Stated task:
Put the lines of the records below into a numbered list, leaving out blank lines. Include only the lines between the one holding "Return the outline of every instance of the <item>rooftop" and the one holding "60 74 L 60 60", inclusive.
>>
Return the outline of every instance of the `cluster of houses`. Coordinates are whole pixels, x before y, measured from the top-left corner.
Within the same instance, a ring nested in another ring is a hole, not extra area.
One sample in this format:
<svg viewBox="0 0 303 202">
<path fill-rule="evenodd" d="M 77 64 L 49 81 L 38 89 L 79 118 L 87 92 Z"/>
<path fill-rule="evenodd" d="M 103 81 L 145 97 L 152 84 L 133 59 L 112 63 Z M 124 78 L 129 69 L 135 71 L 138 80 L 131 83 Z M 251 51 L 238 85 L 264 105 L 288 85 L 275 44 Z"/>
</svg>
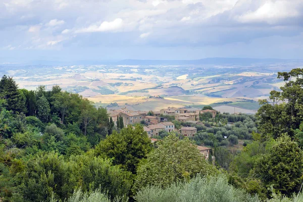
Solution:
<svg viewBox="0 0 303 202">
<path fill-rule="evenodd" d="M 145 125 L 144 130 L 146 132 L 148 136 L 159 135 L 162 131 L 167 132 L 178 131 L 182 135 L 186 136 L 193 137 L 197 133 L 197 129 L 194 127 L 182 127 L 180 130 L 175 128 L 175 124 L 171 122 L 167 121 L 167 119 L 162 117 L 163 115 L 170 115 L 175 116 L 176 120 L 181 122 L 191 122 L 197 123 L 199 122 L 200 114 L 210 113 L 213 117 L 215 117 L 217 111 L 215 110 L 200 110 L 198 109 L 178 109 L 174 107 L 168 107 L 163 109 L 160 111 L 152 112 L 152 116 L 148 115 L 148 112 L 141 111 L 129 110 L 126 108 L 118 110 L 110 110 L 108 113 L 110 117 L 116 124 L 119 117 L 122 117 L 124 126 L 130 124 L 143 123 Z M 206 159 L 208 158 L 210 148 L 201 147 L 199 147 L 200 152 L 203 154 Z"/>
</svg>

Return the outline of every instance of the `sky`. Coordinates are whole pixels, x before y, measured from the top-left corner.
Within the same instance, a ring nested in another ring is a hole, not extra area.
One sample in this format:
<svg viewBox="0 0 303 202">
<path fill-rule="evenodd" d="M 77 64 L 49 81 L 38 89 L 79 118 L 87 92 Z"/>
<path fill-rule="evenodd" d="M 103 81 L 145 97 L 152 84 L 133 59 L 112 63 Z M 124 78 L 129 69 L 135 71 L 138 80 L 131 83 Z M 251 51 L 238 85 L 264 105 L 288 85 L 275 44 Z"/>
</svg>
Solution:
<svg viewBox="0 0 303 202">
<path fill-rule="evenodd" d="M 303 59 L 303 0 L 0 0 L 0 63 Z"/>
</svg>

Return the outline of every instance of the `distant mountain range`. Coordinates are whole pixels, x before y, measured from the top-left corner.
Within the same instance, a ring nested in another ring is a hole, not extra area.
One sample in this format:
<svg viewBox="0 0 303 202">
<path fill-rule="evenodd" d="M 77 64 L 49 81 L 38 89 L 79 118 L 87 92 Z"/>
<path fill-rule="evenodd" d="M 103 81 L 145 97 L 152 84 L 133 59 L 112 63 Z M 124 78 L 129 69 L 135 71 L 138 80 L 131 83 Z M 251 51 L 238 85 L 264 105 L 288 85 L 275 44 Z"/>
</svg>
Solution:
<svg viewBox="0 0 303 202">
<path fill-rule="evenodd" d="M 121 61 L 83 60 L 75 61 L 33 61 L 20 63 L 0 63 L 0 67 L 18 67 L 30 66 L 71 66 L 71 65 L 243 65 L 256 64 L 273 64 L 279 63 L 303 63 L 303 60 L 285 60 L 277 59 L 257 59 L 248 58 L 207 58 L 191 60 L 123 60 Z"/>
<path fill-rule="evenodd" d="M 249 65 L 258 64 L 273 64 L 290 62 L 301 62 L 302 60 L 284 60 L 277 59 L 208 58 L 192 60 L 124 60 L 116 63 L 124 65 Z"/>
</svg>

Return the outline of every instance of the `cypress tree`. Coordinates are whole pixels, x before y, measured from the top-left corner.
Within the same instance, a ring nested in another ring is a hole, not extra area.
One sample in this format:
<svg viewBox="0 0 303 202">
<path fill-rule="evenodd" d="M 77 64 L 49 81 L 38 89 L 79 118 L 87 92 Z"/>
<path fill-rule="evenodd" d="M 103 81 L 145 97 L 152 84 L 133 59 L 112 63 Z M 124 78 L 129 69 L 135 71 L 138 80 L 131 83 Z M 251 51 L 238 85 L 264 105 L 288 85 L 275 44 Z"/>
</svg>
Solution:
<svg viewBox="0 0 303 202">
<path fill-rule="evenodd" d="M 38 118 L 42 122 L 47 123 L 49 119 L 50 108 L 49 108 L 49 103 L 44 95 L 42 95 L 37 101 L 37 108 Z"/>
<path fill-rule="evenodd" d="M 12 77 L 3 76 L 0 81 L 1 98 L 6 101 L 6 109 L 14 112 L 24 112 L 25 109 L 24 95 L 18 89 L 18 85 Z"/>
<path fill-rule="evenodd" d="M 113 118 L 112 117 L 110 118 L 110 123 L 109 124 L 109 134 L 111 134 L 113 133 L 113 128 L 114 128 L 114 125 L 115 124 L 114 123 L 114 121 L 113 121 Z"/>
<path fill-rule="evenodd" d="M 123 123 L 123 117 L 120 117 L 120 128 L 122 129 L 124 127 L 124 124 Z"/>
<path fill-rule="evenodd" d="M 117 128 L 120 128 L 119 117 L 117 117 Z"/>
</svg>

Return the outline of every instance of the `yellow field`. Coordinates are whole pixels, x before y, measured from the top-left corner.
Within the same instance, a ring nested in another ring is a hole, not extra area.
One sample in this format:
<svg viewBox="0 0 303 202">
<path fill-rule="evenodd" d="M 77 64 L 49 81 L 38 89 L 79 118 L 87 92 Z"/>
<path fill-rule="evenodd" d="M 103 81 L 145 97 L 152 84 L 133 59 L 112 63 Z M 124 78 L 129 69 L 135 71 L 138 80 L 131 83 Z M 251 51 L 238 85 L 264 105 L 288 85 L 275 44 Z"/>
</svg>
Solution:
<svg viewBox="0 0 303 202">
<path fill-rule="evenodd" d="M 102 103 L 117 103 L 119 105 L 135 105 L 145 101 L 146 97 L 133 97 L 117 94 L 97 95 L 87 97 L 88 99 L 94 103 L 101 102 Z"/>
</svg>

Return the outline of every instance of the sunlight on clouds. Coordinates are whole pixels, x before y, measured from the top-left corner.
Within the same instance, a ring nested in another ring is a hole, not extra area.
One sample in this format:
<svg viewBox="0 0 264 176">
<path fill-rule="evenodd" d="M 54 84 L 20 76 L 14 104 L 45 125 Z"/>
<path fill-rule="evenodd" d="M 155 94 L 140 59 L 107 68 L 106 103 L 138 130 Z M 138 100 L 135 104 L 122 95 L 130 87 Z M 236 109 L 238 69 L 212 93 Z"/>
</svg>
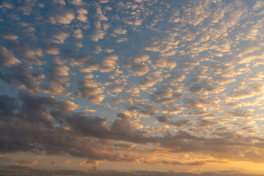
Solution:
<svg viewBox="0 0 264 176">
<path fill-rule="evenodd" d="M 264 7 L 2 1 L 1 173 L 261 176 Z"/>
</svg>

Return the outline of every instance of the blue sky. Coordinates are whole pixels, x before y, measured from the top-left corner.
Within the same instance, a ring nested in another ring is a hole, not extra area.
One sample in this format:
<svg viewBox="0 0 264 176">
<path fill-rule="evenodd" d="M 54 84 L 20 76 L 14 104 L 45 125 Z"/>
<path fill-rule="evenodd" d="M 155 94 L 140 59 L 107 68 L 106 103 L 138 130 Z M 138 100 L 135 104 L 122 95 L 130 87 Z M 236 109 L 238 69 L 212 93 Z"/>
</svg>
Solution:
<svg viewBox="0 0 264 176">
<path fill-rule="evenodd" d="M 1 172 L 263 173 L 264 6 L 0 1 Z"/>
</svg>

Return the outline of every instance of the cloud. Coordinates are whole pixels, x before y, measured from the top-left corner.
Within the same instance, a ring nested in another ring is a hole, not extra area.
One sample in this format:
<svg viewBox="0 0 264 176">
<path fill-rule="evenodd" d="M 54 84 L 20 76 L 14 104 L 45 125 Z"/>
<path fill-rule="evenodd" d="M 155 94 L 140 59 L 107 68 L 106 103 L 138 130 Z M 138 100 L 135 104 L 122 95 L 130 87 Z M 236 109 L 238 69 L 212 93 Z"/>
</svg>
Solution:
<svg viewBox="0 0 264 176">
<path fill-rule="evenodd" d="M 63 24 L 68 24 L 75 18 L 74 12 L 71 9 L 59 8 L 58 12 L 52 12 L 48 17 L 52 24 L 59 23 Z"/>
<path fill-rule="evenodd" d="M 77 39 L 82 39 L 84 36 L 82 34 L 82 30 L 80 29 L 77 29 L 73 32 L 73 37 Z"/>
<path fill-rule="evenodd" d="M 92 49 L 96 54 L 98 54 L 102 51 L 100 45 L 93 45 L 92 46 Z"/>
<path fill-rule="evenodd" d="M 116 34 L 125 34 L 127 30 L 121 28 L 121 27 L 117 27 L 114 29 L 114 32 Z"/>
<path fill-rule="evenodd" d="M 20 61 L 16 58 L 6 48 L 0 46 L 0 65 L 7 66 L 13 64 L 20 63 Z"/>
</svg>

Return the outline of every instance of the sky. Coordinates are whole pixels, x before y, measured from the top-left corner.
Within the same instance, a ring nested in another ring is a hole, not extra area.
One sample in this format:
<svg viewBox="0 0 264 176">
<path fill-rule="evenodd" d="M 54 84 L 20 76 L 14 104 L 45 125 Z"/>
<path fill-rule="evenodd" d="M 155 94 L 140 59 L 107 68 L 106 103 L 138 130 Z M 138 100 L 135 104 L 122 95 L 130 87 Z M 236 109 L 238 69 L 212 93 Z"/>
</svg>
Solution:
<svg viewBox="0 0 264 176">
<path fill-rule="evenodd" d="M 0 175 L 264 176 L 264 16 L 0 0 Z"/>
</svg>

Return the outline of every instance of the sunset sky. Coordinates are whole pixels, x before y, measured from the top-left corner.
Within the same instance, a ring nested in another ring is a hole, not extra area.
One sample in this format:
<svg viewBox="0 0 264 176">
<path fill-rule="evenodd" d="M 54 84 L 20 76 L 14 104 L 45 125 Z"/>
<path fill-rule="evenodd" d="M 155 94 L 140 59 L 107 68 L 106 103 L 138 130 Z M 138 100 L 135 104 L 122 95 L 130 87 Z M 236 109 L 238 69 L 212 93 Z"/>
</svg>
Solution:
<svg viewBox="0 0 264 176">
<path fill-rule="evenodd" d="M 0 175 L 264 176 L 264 1 L 0 0 Z"/>
</svg>

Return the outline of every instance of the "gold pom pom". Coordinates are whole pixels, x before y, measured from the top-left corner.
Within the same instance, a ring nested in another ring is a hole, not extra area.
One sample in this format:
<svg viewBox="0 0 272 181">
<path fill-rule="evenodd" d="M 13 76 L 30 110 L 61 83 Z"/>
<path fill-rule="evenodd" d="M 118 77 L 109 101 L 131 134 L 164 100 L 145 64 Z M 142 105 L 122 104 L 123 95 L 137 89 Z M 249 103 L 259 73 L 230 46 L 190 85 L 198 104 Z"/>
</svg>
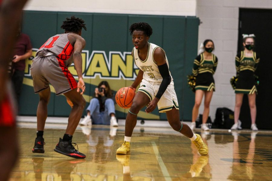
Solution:
<svg viewBox="0 0 272 181">
<path fill-rule="evenodd" d="M 187 80 L 188 81 L 188 84 L 193 92 L 195 92 L 196 89 L 196 78 L 193 75 L 187 75 Z"/>
<path fill-rule="evenodd" d="M 238 80 L 238 77 L 237 77 L 232 76 L 232 77 L 231 78 L 230 82 L 233 89 L 235 89 L 236 88 L 236 82 Z"/>
</svg>

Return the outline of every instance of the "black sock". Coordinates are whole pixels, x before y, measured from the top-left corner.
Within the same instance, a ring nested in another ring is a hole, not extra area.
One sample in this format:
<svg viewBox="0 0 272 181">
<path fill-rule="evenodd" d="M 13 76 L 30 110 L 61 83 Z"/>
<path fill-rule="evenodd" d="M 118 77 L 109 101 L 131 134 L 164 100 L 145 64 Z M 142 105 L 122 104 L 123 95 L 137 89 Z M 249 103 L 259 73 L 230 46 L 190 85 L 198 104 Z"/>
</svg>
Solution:
<svg viewBox="0 0 272 181">
<path fill-rule="evenodd" d="M 37 138 L 39 136 L 43 137 L 44 135 L 43 131 L 37 131 Z"/>
<path fill-rule="evenodd" d="M 69 141 L 70 140 L 71 140 L 73 138 L 73 136 L 72 135 L 70 135 L 68 134 L 64 134 L 63 136 L 63 138 L 62 138 L 62 140 L 63 141 Z"/>
</svg>

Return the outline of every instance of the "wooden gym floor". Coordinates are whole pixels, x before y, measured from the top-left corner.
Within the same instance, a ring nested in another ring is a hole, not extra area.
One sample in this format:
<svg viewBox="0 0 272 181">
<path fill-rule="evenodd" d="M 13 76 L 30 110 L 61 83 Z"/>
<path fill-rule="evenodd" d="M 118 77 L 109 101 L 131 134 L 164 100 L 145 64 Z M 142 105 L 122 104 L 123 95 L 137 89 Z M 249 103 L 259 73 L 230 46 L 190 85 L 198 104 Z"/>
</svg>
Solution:
<svg viewBox="0 0 272 181">
<path fill-rule="evenodd" d="M 39 154 L 31 151 L 36 124 L 19 124 L 21 155 L 10 180 L 272 180 L 272 132 L 197 130 L 209 149 L 202 156 L 170 128 L 136 126 L 131 154 L 122 155 L 115 151 L 124 126 L 79 126 L 73 141 L 86 155 L 79 159 L 53 151 L 66 125 L 51 125 L 44 132 L 45 153 Z"/>
</svg>

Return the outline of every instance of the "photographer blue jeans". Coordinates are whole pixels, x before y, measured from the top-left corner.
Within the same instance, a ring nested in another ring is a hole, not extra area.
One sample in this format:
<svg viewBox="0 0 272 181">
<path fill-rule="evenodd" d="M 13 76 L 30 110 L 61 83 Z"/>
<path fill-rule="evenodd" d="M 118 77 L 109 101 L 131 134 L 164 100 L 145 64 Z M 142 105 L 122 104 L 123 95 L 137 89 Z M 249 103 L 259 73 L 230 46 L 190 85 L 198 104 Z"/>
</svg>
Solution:
<svg viewBox="0 0 272 181">
<path fill-rule="evenodd" d="M 90 104 L 86 111 L 90 111 L 91 118 L 93 124 L 108 125 L 110 123 L 110 114 L 115 114 L 114 102 L 112 99 L 107 99 L 105 101 L 105 110 L 100 112 L 100 105 L 98 99 L 94 98 L 91 100 Z"/>
</svg>

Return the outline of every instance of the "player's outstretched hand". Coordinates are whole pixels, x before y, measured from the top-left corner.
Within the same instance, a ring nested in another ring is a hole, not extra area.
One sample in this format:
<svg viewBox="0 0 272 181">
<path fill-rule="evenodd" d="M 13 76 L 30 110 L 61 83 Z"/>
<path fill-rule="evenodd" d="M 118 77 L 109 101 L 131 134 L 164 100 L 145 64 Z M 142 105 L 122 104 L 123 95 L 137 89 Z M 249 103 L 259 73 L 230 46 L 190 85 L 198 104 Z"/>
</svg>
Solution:
<svg viewBox="0 0 272 181">
<path fill-rule="evenodd" d="M 158 102 L 159 100 L 159 100 L 156 97 L 154 98 L 154 99 L 148 104 L 147 108 L 145 110 L 146 112 L 147 113 L 149 113 L 154 111 L 155 108 L 156 108 Z"/>
<path fill-rule="evenodd" d="M 77 92 L 80 92 L 80 89 L 81 90 L 81 92 L 80 94 L 82 95 L 85 92 L 85 83 L 83 81 L 83 79 L 80 78 L 78 79 L 78 82 L 77 83 Z"/>
<path fill-rule="evenodd" d="M 136 87 L 132 87 L 131 86 L 130 86 L 129 87 L 130 88 L 131 88 L 131 89 L 133 89 L 133 91 L 134 91 L 134 92 L 136 92 Z"/>
</svg>

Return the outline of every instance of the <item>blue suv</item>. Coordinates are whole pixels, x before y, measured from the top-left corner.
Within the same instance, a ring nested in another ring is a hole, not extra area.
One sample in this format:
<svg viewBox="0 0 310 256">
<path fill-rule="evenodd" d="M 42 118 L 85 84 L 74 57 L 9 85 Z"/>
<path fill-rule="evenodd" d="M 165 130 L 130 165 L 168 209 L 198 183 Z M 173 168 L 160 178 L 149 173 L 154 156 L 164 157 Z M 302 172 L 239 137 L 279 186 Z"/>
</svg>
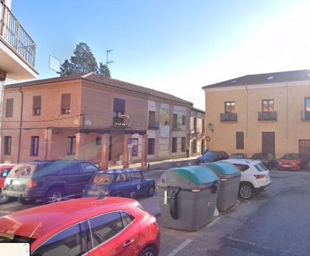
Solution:
<svg viewBox="0 0 310 256">
<path fill-rule="evenodd" d="M 83 196 L 153 196 L 155 180 L 146 179 L 137 169 L 100 171 L 86 185 Z"/>
</svg>

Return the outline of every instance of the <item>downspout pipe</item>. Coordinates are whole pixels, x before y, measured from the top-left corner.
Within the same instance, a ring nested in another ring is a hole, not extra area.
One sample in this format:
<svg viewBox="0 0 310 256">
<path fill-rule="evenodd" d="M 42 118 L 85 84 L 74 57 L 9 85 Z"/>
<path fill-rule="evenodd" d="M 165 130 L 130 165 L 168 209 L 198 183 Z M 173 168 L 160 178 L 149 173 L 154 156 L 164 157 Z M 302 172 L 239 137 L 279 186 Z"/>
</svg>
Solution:
<svg viewBox="0 0 310 256">
<path fill-rule="evenodd" d="M 18 141 L 18 154 L 17 154 L 17 164 L 20 159 L 20 147 L 22 144 L 22 126 L 23 123 L 23 107 L 24 107 L 24 94 L 22 87 L 19 87 L 19 92 L 21 93 L 21 107 L 20 107 L 20 119 L 19 119 L 19 139 Z"/>
</svg>

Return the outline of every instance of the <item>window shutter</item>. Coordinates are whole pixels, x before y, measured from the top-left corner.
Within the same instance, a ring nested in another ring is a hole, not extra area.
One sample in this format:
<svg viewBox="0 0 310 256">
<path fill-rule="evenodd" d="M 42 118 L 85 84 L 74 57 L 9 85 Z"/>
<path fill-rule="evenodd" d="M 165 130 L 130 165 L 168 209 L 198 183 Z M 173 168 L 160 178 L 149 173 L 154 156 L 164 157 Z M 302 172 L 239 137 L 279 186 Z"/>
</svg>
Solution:
<svg viewBox="0 0 310 256">
<path fill-rule="evenodd" d="M 12 117 L 13 116 L 14 99 L 6 99 L 6 117 Z"/>
<path fill-rule="evenodd" d="M 71 100 L 70 94 L 61 94 L 61 109 L 70 110 L 70 100 Z"/>
<path fill-rule="evenodd" d="M 33 97 L 33 109 L 39 109 L 41 108 L 41 96 L 35 96 Z"/>
</svg>

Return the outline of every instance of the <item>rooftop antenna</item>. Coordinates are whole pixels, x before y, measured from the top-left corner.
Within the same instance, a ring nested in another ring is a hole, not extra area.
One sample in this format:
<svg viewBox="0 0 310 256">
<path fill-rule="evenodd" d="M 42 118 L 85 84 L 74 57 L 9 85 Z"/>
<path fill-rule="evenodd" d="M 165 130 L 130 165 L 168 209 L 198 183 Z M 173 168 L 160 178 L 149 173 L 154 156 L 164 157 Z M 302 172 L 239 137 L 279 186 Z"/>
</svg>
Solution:
<svg viewBox="0 0 310 256">
<path fill-rule="evenodd" d="M 60 74 L 60 60 L 51 55 L 49 56 L 49 67 L 57 74 Z"/>
<path fill-rule="evenodd" d="M 111 60 L 111 61 L 108 61 L 108 53 L 111 53 L 112 51 L 113 51 L 113 50 L 106 50 L 106 67 L 108 67 L 108 64 L 110 64 L 110 63 L 113 62 L 113 60 Z"/>
</svg>

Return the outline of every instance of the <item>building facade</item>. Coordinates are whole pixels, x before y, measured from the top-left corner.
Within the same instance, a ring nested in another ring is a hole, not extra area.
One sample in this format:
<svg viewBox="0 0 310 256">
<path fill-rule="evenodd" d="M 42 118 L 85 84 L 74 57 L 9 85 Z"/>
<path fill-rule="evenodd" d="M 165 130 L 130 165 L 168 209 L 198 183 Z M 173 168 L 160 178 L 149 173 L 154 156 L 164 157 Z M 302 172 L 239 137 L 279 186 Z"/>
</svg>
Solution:
<svg viewBox="0 0 310 256">
<path fill-rule="evenodd" d="M 6 162 L 65 158 L 102 168 L 145 166 L 183 156 L 182 138 L 189 143 L 191 103 L 94 73 L 6 85 L 3 102 Z"/>
<path fill-rule="evenodd" d="M 310 70 L 248 75 L 203 89 L 210 149 L 308 157 Z"/>
<path fill-rule="evenodd" d="M 201 155 L 208 148 L 208 142 L 206 142 L 205 139 L 205 114 L 204 110 L 195 108 L 190 111 L 190 130 L 189 134 L 190 156 Z"/>
</svg>

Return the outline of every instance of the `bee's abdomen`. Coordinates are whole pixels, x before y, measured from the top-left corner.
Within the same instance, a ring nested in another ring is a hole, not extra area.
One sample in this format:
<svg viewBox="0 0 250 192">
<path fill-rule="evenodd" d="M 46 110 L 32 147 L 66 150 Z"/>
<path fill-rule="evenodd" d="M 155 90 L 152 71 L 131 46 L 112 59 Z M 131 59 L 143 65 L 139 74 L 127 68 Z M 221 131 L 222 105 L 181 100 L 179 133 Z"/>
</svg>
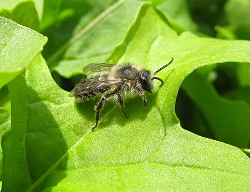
<<
Task answer:
1. Return the outline of every instance of the <item>rooftop antenna</item>. Coordinates are whole pixels, x before y, measured from the top-left corner.
2. Within the same instance, a ring nested in another ring is a hole, not extra area.
3. One sample in this format:
4. <svg viewBox="0 0 310 256">
5. <path fill-rule="evenodd" d="M 42 118 L 85 84 L 74 57 L 9 85 Z"/>
6. <path fill-rule="evenodd" d="M 165 130 L 130 165 L 168 209 L 198 183 Z M 173 168 L 160 178 L 149 173 L 154 156 L 164 157 Z M 302 172 L 239 137 L 279 186 Z"/>
7. </svg>
8. Solution:
9. <svg viewBox="0 0 310 256">
10. <path fill-rule="evenodd" d="M 60 74 L 60 60 L 51 55 L 49 56 L 49 67 L 57 74 Z"/>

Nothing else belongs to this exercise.